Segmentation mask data
------------------------------------

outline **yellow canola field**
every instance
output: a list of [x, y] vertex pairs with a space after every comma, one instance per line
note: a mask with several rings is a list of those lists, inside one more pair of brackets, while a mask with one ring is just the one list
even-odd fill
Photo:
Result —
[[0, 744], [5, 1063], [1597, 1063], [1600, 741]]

------------------------------------

*About this exercise*.
Only the lines from the one containing "note: a mask" through the last line of the entries above should be copied, exactly as written.

*Answer section*.
note: a mask with several rings is a list of those lists, inside one more pair of brackets, while a mask with one ring is just the one list
even-odd fill
Photo:
Result —
[[0, 744], [5, 1063], [1597, 1063], [1600, 741]]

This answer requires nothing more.